Job: Carry none of the pictures over; write out the complete data exactly.
* START Provided data *
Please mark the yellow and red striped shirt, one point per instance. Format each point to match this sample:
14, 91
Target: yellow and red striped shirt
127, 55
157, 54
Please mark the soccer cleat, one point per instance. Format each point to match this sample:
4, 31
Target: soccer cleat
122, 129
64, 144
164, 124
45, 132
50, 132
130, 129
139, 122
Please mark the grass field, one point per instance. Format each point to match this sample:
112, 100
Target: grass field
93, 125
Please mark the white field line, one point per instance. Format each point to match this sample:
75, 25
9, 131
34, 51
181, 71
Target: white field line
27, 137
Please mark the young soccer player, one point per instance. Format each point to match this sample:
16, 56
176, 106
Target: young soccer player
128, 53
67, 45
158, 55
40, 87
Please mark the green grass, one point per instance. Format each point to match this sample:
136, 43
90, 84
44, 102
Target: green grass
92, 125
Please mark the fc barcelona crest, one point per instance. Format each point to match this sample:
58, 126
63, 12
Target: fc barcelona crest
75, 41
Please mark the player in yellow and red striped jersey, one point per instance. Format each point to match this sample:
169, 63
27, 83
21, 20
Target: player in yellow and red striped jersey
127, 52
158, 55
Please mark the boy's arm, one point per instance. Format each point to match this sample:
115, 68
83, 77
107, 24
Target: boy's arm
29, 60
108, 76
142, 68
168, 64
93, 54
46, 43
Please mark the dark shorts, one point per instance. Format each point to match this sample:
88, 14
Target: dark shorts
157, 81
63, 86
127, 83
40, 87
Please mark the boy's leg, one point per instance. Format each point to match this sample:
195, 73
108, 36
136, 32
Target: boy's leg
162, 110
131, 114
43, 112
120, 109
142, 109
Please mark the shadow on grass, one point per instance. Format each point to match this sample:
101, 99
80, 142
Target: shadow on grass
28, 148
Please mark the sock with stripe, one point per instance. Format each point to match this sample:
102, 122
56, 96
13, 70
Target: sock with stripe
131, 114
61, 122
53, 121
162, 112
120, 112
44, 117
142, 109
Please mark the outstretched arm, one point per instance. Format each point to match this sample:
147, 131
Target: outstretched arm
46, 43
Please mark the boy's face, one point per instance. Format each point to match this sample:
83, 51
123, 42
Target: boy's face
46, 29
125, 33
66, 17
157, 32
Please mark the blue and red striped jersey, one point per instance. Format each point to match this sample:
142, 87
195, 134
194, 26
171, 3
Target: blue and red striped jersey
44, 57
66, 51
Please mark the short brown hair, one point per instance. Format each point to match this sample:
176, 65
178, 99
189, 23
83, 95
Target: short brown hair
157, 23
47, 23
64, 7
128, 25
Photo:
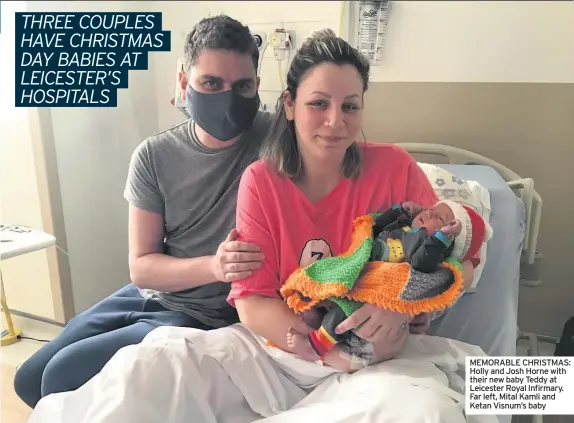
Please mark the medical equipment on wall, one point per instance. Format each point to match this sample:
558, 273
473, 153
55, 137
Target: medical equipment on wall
373, 16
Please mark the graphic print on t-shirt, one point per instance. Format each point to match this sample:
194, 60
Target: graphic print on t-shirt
314, 249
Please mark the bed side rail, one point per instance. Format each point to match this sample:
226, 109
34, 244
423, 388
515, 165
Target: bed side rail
522, 187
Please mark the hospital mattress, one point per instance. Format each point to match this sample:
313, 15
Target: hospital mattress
488, 317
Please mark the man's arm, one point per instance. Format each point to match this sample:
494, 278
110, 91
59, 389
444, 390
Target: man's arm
150, 268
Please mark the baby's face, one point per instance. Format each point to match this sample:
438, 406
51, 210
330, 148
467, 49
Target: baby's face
434, 219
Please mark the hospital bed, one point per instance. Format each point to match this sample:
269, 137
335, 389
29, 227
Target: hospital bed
489, 317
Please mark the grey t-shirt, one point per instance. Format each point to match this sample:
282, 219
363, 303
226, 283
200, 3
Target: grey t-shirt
195, 189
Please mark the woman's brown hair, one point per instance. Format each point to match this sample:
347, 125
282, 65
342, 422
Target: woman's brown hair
280, 149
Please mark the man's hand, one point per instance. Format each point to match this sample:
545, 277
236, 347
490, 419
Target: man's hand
235, 260
412, 208
376, 324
* END Provided data *
The answer:
Please mark the yellow and red striped shirt, one point per instance. Format each point to match this sample:
14, 91
Target: yellow and red striped shirt
127, 55
157, 54
Please mark the soccer cleat, one point per instance. Format each point to match this sample:
4, 31
Target: soccer cleat
122, 129
64, 144
164, 124
45, 132
50, 132
130, 129
139, 122
Please mark the grass field, one point per instance. Format each point to match this sample:
112, 100
Target: grass field
93, 125
Please mark the white field line, one point per instance. Format each point to match this sample:
75, 25
9, 131
34, 51
181, 71
Target: white field line
27, 137
Please mark the young soccer player, one point per instance. Format each point to match this sample:
16, 56
176, 106
Target: young soccer player
128, 53
67, 45
158, 55
40, 87
Please mark the green grass, one point per instance. Format each point to match this sample:
136, 43
90, 84
44, 102
Target: green grass
92, 125
Please mark the fc barcelona crest, one point per instance. Format each point to match this sample:
58, 126
63, 12
Target: fc barcelona crest
75, 41
Please mark the player in yellow and red striped jersey, one point per instance. Format each point to match this sample:
169, 63
27, 83
21, 20
Target: player in yellow and red striped jersey
127, 52
158, 55
Please mark the boy's arm, one point per instance. Format each point to match this sample:
115, 68
83, 77
107, 24
Target: boy's arm
29, 60
108, 76
142, 68
168, 64
93, 54
46, 43
Please mark the dark shorts, one point per instance. Format each point to match this sample:
88, 14
Target: dark shorts
157, 81
63, 86
127, 83
40, 87
Please mark the boy's leg, one point per instance. Format each point to match this sample:
195, 73
108, 36
136, 32
Target: boy's leg
162, 110
131, 114
43, 112
120, 109
142, 109
Please mark the shadow on grass, one point per instance. Format each point to match this sample:
101, 99
80, 142
Target: shadow on grass
28, 148
Please mark the sock with stripe, one point per instance. Format each point to match this sample:
102, 122
56, 96
13, 70
Target: sock with stripe
131, 114
61, 122
53, 121
162, 112
120, 112
44, 117
142, 109
Please mark the outstretched arm, one point per instance. Format each point to match this sample:
147, 131
Target: outstretched arm
46, 43
Please mark the boy's face, one point per instance. Format each point to match this sample:
83, 51
123, 42
Target: boy's face
46, 29
125, 33
66, 17
157, 32
Please mark the blue and red striped jersey, one point per instance. Format each point to match this sample:
142, 87
195, 134
194, 26
171, 3
Target: blue and red striped jersey
44, 57
66, 51
Please mark the short brown hair, one point per instance. Format each point to match this sample:
176, 65
178, 99
189, 23
83, 95
Target: short brown hair
157, 23
47, 23
64, 7
128, 25
Photo:
Please mark the medical equipment on wall, one point per instance. Format each point to match this sample:
558, 273
473, 153
55, 137
Target: medical equipment on wall
373, 16
Please mark the graphic print on t-shirt, one point per instance. Format each point to match this sample:
194, 60
Target: graphic print on t-shirt
314, 249
Please mark the bed side rail, one point per instance. Format each point to match this sample:
226, 109
34, 244
423, 388
515, 165
Target: bed side rail
522, 187
Please mark the hospital mattress, one point per instance. Format each point to match this sample:
313, 15
Target: hospital mattress
488, 317
Please mark the man's arm, one point per instance. Format each point to match this sample:
494, 278
110, 91
59, 389
444, 390
Target: man's arm
150, 268
Please mark the baby's face, one point per instance. Format each point to match this sample:
438, 406
51, 210
330, 148
467, 49
Target: baby's face
434, 219
Please mark the hospital bed, one point per instance. Format each point to match this sample:
269, 137
335, 389
29, 227
Target: hospital bed
489, 317
Please mark the grey t-shirt, one point per instance. Format each point to match this sample:
282, 219
363, 303
226, 283
200, 3
Target: grey t-shirt
195, 189
Please mark the woman's brown hair, one point per instance. Format each point to match this sample:
347, 125
282, 65
342, 422
Target: woman's brown hair
280, 149
Please mark the man's hand, one point per instance. Format each point to match this sample:
545, 277
236, 347
490, 419
Target: man's hand
235, 260
412, 208
376, 324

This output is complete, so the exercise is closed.